# SET EXERCISE
In the part of the items that opens with the line containing "If you could drop a marker on the grass" and closes with the end of the items, swap "grass lawn" for "green lawn" and change nothing else. Return only those lines.

-- begin --

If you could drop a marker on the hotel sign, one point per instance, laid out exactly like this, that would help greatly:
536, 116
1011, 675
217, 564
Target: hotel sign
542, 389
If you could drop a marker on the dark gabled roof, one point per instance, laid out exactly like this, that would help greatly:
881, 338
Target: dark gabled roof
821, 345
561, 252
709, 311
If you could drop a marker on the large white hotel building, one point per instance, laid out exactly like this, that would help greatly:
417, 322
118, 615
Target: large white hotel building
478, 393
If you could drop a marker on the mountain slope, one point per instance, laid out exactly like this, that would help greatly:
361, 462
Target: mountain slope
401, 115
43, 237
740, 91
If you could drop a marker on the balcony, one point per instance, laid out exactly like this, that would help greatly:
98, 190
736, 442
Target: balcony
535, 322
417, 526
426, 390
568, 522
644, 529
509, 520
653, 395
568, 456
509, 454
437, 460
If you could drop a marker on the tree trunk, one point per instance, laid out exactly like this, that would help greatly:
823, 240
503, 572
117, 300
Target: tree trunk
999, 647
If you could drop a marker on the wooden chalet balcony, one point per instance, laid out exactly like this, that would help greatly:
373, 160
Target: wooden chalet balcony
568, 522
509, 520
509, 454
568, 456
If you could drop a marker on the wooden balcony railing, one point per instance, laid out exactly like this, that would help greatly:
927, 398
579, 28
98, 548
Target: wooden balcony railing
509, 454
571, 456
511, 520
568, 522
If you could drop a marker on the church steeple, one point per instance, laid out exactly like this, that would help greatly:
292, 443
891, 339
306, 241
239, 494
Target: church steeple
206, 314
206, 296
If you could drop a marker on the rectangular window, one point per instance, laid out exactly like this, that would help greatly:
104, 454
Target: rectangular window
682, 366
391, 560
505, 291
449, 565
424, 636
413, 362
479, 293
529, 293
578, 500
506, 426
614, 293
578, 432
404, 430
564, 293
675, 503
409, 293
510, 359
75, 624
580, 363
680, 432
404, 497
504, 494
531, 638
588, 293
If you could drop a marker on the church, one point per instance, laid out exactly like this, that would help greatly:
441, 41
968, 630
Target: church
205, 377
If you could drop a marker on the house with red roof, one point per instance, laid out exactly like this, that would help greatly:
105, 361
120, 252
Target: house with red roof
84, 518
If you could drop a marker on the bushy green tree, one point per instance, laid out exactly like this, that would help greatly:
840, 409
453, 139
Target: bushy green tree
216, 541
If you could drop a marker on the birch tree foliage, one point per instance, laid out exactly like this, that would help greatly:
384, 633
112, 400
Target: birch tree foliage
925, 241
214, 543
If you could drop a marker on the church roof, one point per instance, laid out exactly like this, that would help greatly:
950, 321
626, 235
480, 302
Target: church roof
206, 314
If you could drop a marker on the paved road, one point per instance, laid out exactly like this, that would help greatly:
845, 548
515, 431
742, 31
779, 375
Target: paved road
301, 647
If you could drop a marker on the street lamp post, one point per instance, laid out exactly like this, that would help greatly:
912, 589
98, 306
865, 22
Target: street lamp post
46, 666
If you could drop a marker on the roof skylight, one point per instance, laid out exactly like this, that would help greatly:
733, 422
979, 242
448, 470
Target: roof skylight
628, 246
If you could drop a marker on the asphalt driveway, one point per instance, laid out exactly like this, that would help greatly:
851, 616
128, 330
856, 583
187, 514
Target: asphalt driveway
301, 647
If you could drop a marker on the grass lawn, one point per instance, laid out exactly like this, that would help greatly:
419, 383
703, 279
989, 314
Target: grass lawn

-- end --

# RESPONSE TO THE TASK
If you could drop a marker on the green lawn, one point per instance, laid out exactly like this, that would help greatly:
419, 383
703, 279
989, 314
Target: green lawn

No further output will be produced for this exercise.